- Written request A -
Could you write out the entry below again, swapping "reddish brown twig" for "dark brown branch" wherever it appears and changing nothing else? Leave the picture out of your answer.

===== Given text

In the ultimate analysis, economic prosperity depends not on how brilliant a few
people are, but on how large a scale you are able to produce competent people
in all walks of life.
- John Maynard Keynes
Over the past six months, Keynes has been raised from the dead and looks none
the better for it. "Keynesian" has become an ubiquitous adjective inflicted
into all matters concerning the economy, attempting to provide legitimacy for
actions that make very little sense. If Keynes' recently resurrected corpse
could speak on what's being proposed in his name, he would once again say, "I
agree with everything in this if 'not' is put in front of every statement."
Keynes' greatest legacy will be that of a free thinker who debunked the notion
of economics as science and understood the
great uncertainty underlying all human endeavors. Keynes would be horrified to
look at the global economy today and think his thought from seven decades ago
could just be plucked and willy-nilly transferred to the present. Nonetheless,
it is done with alarming frequency; even newly minted Nobel Prize winners use
his name to give authority to bad ideas.

==========
===== Data shown

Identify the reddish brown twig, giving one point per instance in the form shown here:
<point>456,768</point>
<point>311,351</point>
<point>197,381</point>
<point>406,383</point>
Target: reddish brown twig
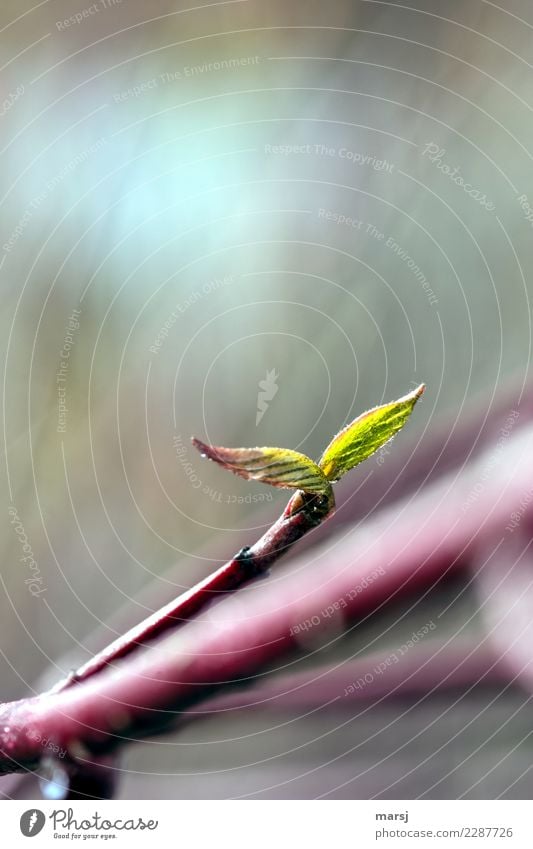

==========

- Written request B -
Can you copy the essay on Keynes word for word, starting with "Keynes' greatest legacy" and going on through "to bad ideas."?

- Correct response A -
Identify the dark brown branch, giving one point per instance in the form shown here:
<point>456,768</point>
<point>311,351</point>
<point>197,381</point>
<point>406,383</point>
Target: dark brown branch

- Correct response B -
Keynes' greatest legacy will be that of a free thinker who debunked the notion
of economics as science and understood the
great uncertainty underlying all human endeavors. Keynes would be horrified to
look at the global economy today and think his thought from seven decades ago
could just be plucked and willy-nilly transferred to the present. Nonetheless,
it is done with alarming frequency; even newly minted Nobel Prize winners use
his name to give authority to bad ideas.